═══ Document segment

Looks like his power is down across the board (ISO, EV, hard-hit%). I would guess that’s not coincidental, coming after he was busted for PEDs.

Raphie Cantormember
9 months ago
Reply to  snapper

He had two major surgeries on his shoulder and wrist, known for zapping power in comeback seasons (see Semien, Bellinger) and never used PEDs while playing. His .536 xSLG is 15th in baseball. If you read the article, he’s had bad batted ball luck. So, no, that’s not why.

snappermember
9 months ago
Reply to  Raphie Cantor

So, PEDs don’t work, but players keep using them despite harsh penalties? That doesn’t pass the smell test.

mattmember
9 months ago
Reply to  snapper

Logically speaking he likely used it to try to hide his embarrassing injury from the padres/come back quicker from injury. It obviously wasn’t the first time he was tested. It is true the quality of contact isn’t fully back, it’s been reported he’s been seen icing his shoulder. I wouldn’t at all be surprised if he had the acuna 2023 year next year

frankmember
9 months ago
Reply to  snapper

Most PEDs that players are caught with nowadays help speed recovery from injuries. And that’s important, since most players are injured in some fashion most of the time.

TKDCmember
9 months ago
Reply to  Raphie Cantor

Pretty naive to categorically state a guy that got caught must have never used before getting caught. It’s probably impossible to tell what effect the use (and I guess presumed non-use now) of PED have had. Pretending to know, and pretending that it must have been zero is just a wild thing to believe.

dl80
9 months ago
Reply to  Raphie Cantor

What do you mean, never used them while playing? Do you mean, was never caught using them while playing?

frankenspock
9 months ago
Reply to  Raphie Cantor

There’s also the theory that his old swing is what was causing his injuries. I don’t think you can safely just assume he’ll return to his previous level of offensive production, like this article does. This may be what Tatis Jr. is now.

══════
═══ Dataset content

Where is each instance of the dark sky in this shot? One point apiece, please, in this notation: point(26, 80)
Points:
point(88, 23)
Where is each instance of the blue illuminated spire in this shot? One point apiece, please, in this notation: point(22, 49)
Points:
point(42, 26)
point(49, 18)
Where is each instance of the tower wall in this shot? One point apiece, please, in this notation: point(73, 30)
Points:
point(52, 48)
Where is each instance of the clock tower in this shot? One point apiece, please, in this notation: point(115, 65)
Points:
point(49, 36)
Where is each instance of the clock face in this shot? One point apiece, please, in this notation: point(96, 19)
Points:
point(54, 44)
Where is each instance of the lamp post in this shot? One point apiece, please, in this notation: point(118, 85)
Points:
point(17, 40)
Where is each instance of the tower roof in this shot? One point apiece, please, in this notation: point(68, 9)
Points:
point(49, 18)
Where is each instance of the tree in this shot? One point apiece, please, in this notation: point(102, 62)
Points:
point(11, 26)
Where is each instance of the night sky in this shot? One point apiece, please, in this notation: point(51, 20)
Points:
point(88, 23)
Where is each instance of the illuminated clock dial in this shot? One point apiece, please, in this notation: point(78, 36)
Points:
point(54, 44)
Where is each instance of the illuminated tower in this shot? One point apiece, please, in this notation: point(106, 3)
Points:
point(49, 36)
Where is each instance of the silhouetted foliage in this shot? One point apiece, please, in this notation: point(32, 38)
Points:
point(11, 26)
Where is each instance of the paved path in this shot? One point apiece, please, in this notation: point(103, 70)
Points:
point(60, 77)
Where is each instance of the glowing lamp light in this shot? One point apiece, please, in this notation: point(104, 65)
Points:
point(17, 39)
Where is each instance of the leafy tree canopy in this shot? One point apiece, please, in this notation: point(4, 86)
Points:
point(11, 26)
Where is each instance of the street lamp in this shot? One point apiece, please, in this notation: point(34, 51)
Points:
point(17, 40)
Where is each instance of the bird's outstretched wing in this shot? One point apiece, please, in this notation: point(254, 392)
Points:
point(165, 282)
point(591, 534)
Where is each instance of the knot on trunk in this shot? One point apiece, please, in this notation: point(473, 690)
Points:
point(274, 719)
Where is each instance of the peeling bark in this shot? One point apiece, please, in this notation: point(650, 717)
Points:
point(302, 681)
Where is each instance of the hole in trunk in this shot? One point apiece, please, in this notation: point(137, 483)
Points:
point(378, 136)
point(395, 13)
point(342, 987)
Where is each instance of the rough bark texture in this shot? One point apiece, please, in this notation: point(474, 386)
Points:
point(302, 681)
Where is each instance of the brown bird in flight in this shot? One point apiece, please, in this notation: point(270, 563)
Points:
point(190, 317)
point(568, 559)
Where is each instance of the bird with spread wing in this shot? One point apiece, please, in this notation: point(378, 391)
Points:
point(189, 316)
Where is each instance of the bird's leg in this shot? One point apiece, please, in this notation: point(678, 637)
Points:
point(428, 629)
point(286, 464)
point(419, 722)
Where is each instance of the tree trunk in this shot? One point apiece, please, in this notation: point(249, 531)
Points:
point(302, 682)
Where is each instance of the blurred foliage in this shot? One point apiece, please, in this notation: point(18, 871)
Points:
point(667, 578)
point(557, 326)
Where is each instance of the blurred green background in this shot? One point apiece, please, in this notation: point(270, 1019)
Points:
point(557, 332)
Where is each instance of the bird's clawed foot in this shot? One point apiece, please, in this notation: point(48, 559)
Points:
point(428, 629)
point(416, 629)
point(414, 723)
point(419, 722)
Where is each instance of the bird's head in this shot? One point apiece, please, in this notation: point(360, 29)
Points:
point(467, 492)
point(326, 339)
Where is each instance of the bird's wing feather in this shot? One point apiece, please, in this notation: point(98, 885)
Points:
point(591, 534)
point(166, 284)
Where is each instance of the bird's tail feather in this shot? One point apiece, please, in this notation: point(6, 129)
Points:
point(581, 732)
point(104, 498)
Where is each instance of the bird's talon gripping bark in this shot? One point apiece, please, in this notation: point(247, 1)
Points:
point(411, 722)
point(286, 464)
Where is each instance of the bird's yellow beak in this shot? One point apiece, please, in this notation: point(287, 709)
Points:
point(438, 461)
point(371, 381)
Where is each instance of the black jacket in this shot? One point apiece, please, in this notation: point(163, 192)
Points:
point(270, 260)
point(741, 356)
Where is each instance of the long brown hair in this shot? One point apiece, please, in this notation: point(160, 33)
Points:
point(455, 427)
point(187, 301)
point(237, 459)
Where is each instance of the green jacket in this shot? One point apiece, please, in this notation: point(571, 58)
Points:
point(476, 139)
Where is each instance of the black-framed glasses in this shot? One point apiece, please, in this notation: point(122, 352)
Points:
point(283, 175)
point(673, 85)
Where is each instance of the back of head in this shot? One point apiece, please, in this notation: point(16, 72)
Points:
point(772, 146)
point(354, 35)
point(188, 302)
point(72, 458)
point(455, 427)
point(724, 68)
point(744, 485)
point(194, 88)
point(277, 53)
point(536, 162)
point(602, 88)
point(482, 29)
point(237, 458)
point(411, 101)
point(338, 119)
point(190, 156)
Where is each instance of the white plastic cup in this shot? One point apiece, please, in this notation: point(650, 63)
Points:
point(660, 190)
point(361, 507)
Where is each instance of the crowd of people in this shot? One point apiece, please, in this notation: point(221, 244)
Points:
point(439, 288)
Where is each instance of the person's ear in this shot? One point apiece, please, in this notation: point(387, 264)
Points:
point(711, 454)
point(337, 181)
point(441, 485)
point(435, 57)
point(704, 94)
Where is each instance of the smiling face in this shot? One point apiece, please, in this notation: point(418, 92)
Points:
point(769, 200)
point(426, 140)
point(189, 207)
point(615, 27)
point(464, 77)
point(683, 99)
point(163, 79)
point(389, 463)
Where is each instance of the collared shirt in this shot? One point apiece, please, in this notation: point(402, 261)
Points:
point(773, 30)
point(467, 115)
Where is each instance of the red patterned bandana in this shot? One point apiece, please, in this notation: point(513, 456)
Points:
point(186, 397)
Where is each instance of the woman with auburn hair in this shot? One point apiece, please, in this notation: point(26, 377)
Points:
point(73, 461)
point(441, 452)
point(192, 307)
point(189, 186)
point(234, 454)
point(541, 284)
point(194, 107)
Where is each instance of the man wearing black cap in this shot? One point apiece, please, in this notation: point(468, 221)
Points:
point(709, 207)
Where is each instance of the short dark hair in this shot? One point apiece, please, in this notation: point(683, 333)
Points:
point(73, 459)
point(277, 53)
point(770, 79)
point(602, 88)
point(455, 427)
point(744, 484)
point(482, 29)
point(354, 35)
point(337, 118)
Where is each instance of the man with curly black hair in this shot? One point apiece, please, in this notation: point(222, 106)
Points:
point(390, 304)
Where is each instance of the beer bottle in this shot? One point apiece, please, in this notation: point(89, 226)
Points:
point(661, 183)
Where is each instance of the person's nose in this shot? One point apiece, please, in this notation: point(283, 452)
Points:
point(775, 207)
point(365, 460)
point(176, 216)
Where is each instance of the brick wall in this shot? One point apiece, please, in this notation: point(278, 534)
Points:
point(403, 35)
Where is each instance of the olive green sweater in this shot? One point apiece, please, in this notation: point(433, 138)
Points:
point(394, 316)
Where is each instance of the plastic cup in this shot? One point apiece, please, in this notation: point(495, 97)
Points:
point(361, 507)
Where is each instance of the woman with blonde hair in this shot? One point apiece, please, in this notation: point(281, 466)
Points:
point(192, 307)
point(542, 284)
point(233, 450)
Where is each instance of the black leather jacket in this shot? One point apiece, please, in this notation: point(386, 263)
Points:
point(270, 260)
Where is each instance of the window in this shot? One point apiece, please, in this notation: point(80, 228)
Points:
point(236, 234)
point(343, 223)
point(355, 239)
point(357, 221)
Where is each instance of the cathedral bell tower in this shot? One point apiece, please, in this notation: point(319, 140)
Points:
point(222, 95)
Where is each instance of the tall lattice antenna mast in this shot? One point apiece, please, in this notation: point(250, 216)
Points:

══════

● Requirement A: In the baseball comment thread, where does the player's .536 xSLG rank, according to Raphie Cantor?
● Requirement B: Extend the baseball comment thread from where it stops by adding the next reply.

● Response box A: It is 15th in baseball.

● Response box B:
sandwiches4evermember
9 months ago
Reply to  snapper

The ISO can be explained via GB%. He’s added ~6% of GB rate while also decreasing his pull rate by ~3%. That will drag on your ISO pretty hard regardless of who you are. His “Best Speed” (average EV of top 50% of BBE) is still 15th in the league this year, but about 2.5 MPH off of 2021.

It is very hard to separate his severe injuries — that, as noted elsewhere, have a very direct correlation to power decreases — from any potential benefits of his PED usage.

Baseball players are (almost) all 1) not chemists, biologists, biomechanical experts or data analysts 2) somewhat superstitious and 3) not risk averse when it comes to taking chances to improve their outcomes. The rate of PED usage amongst that group isn’t going to tell me a lot about the actual effectiveness of PEDs versus perceived effectiveness of PEDs.

While PEDs have known physiological effects on the human body, what’s less clear is the effect those effects have on the ability for said human body to play baseball well. I am not saying that there is none, or that the effects are smaller or larger than anyone’s specific estimates. What am I saying is when known conditions serve as a likely explanation for what we are seeing, it becomes close to impossible to realistically quantify an effect from PED usage -> no PED usage (assuming he still isn’t using PEDs, but doing a better job of masking).